··· Information shown ···
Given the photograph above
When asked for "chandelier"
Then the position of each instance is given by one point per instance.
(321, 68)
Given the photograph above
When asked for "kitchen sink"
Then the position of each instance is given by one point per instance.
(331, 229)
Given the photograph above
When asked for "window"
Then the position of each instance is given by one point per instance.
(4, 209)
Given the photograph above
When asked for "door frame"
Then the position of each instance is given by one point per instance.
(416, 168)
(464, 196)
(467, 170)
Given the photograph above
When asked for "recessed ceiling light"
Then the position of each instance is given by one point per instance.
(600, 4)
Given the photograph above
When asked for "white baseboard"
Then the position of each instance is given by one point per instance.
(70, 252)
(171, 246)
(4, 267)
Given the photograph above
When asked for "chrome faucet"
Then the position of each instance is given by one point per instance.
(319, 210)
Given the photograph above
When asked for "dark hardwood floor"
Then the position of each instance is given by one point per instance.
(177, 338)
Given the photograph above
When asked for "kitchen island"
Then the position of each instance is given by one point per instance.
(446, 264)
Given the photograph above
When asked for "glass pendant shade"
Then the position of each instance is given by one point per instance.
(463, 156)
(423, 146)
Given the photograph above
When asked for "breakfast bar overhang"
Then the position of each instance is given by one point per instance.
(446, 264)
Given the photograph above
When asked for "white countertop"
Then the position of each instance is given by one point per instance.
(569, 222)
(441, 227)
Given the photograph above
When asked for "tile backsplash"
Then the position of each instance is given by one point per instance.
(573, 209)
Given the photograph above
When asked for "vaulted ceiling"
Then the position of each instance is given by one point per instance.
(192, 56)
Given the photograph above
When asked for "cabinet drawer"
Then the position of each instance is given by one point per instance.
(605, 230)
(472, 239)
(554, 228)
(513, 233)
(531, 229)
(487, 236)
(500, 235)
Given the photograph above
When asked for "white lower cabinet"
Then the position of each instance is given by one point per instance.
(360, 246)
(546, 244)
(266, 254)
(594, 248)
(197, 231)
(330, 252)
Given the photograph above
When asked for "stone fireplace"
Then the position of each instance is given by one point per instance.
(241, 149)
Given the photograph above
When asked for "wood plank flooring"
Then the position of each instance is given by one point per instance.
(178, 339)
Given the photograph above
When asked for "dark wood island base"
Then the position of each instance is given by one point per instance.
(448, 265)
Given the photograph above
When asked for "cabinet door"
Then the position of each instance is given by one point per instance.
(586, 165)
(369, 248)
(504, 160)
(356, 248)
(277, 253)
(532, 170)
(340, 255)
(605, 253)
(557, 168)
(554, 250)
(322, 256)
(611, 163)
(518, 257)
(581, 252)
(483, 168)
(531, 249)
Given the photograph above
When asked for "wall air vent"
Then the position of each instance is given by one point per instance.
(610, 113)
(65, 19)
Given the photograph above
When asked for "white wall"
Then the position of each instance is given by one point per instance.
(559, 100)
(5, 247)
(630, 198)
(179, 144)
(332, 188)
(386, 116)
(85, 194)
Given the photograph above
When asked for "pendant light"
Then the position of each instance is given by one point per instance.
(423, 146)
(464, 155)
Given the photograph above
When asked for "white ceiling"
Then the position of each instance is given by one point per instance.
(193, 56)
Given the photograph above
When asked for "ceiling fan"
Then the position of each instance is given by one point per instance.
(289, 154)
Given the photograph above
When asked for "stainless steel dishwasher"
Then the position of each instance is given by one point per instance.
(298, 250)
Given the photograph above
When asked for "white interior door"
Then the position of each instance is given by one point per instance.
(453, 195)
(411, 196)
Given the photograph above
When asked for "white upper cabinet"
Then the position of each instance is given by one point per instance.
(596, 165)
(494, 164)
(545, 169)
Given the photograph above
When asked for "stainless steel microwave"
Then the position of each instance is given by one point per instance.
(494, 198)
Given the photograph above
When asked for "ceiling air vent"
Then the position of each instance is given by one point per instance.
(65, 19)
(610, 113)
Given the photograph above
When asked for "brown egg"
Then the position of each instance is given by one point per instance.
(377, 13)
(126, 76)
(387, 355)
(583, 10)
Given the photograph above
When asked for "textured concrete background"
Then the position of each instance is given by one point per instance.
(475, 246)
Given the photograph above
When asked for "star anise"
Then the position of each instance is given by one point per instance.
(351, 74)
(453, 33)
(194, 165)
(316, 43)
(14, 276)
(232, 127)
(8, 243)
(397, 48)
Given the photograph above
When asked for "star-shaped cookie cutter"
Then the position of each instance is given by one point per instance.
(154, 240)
···
**Task objective**. Please set down all the data word for word.

**Response to the task**.
Given the photograph above
When asked for "chandelier"
Then the position of each instance is given by one point per instance.
(321, 68)
Given the photograph above
When asked for "kitchen sink"
Then the position of each instance is given by one point per instance.
(331, 229)
Given the photograph above
When asked for "window"
Then the position of each instance is given by one point per instance.
(4, 209)
Given the photograph above
When asked for "door frame"
Then the position of each instance is given by one point per instance.
(416, 168)
(464, 196)
(467, 170)
Given the photograph above
When asked for "recessed ceiling light"
Then the position of each instance is given by one point per instance.
(600, 4)
Given the photograph above
When asked for "white baseboard"
Then the position of each instance is given by one point per instance.
(70, 252)
(171, 246)
(4, 267)
Given the photograph above
When asked for "chrome faucet"
Then the position of each instance is given by one point per instance.
(319, 210)
Given the photograph above
When asked for "dark hardwood floor"
Then the position of each instance is given by one point per instance.
(177, 338)
Given the photograph above
When asked for "kitchen island"
Then the position of each instance is given by one point per instance.
(446, 264)
Given the photograph above
When asked for "glass pendant shade"
Then the position of each instance is given by one point per instance.
(463, 156)
(423, 146)
Given the photograph above
When asked for "breakfast bar overhang"
Then the position of each instance is given by one point per instance.
(446, 264)
Given the photograph above
When asked for "white countertop"
Then the position of each instance is given by one point per instance.
(569, 222)
(441, 227)
Given the photograph above
When asked for "tile backsplash"
Then the position of each instance is given by one point per instance.
(573, 209)
Given the photograph above
When asked for "vaulted ceiling"
Then the position of each instance is given by one point per instance.
(192, 56)
Given the photograph above
When asked for "cabinet drawer"
Then the position of each instance is given by one point per instance.
(605, 230)
(472, 239)
(554, 228)
(513, 233)
(531, 229)
(487, 236)
(500, 235)
Given the photograph above
When asked for "white lower cabinet"
Then the position of each instance is given by one point per instance.
(360, 246)
(546, 244)
(266, 254)
(594, 248)
(197, 231)
(330, 252)
Given the photograph above
When asked for "stone fireplace"
Then the position of each instance is given by one point per instance.
(241, 149)
Given the photograph above
When asked for "wood plank flooring"
Then the position of each instance is given by one point per instance.
(178, 339)
Given the photograph above
When asked for "dark wood island base"
Then the position of each instance is given by one point per instance.
(448, 265)
Given the photograph above
When asked for "cabinet door"
Then the position of each instance is given by one point per instance.
(586, 165)
(369, 248)
(504, 160)
(356, 248)
(277, 253)
(532, 170)
(340, 255)
(605, 253)
(557, 168)
(554, 250)
(322, 256)
(611, 163)
(518, 257)
(581, 252)
(483, 168)
(531, 249)
Given the photograph above
When asked for "wall air vent"
Then the position of each instance is given by one point per instance.
(610, 113)
(65, 19)
Given the photograph above
When asked for "white wall"
Then the position of each instance is given by one point per instance.
(559, 100)
(5, 247)
(630, 198)
(179, 144)
(332, 188)
(386, 116)
(85, 194)
Given the photograph above
When asked for "pendant light"
Then the position of each instance is given by one point per instance.
(423, 146)
(464, 155)
Given the photograph above
When asked for "white ceiling"
Then the position of each instance is given by one point per instance.
(193, 56)
Given the photograph above
When asked for "ceiling fan"
Then the position of each instance is given by one point per instance.
(289, 154)
Given the photograph above
When asked for "stainless steel dishwasher"
Then the position of each instance is given by one point per instance.
(298, 250)
Given the photograph above
When asked for "white interior door"
Then the position of each instance is given by one point per instance.
(453, 195)
(411, 196)
Given the photograph above
When asked for "white upper cabinet"
Then the position of each instance is given by one point per instance.
(596, 165)
(494, 164)
(545, 169)
Given the photograph above
When asked for "stainless steel microwave"
Then the position of each instance is given by one point per instance.
(494, 198)
Given the photograph above
When asked for "ceiling air vent"
Then the position of each instance is given by one point per instance.
(65, 19)
(610, 113)
Given the photograph above
When asked for "brown egg"
Then the position of each instance is given by one point per instance.
(377, 13)
(126, 76)
(387, 355)
(583, 10)
Given the photograph above
When asked for "textured concrete background"
Then the position of each instance is given by one point per instance.
(475, 246)
Given the photograph above
When asked for "star anise"
Then the position of each instance is given by one point per instance.
(351, 74)
(453, 33)
(194, 165)
(316, 43)
(14, 276)
(232, 127)
(8, 243)
(397, 48)
Given the photograph above
When asked for "star-shaped cookie cutter"
Then the position of each instance is given by one point per instance.
(154, 240)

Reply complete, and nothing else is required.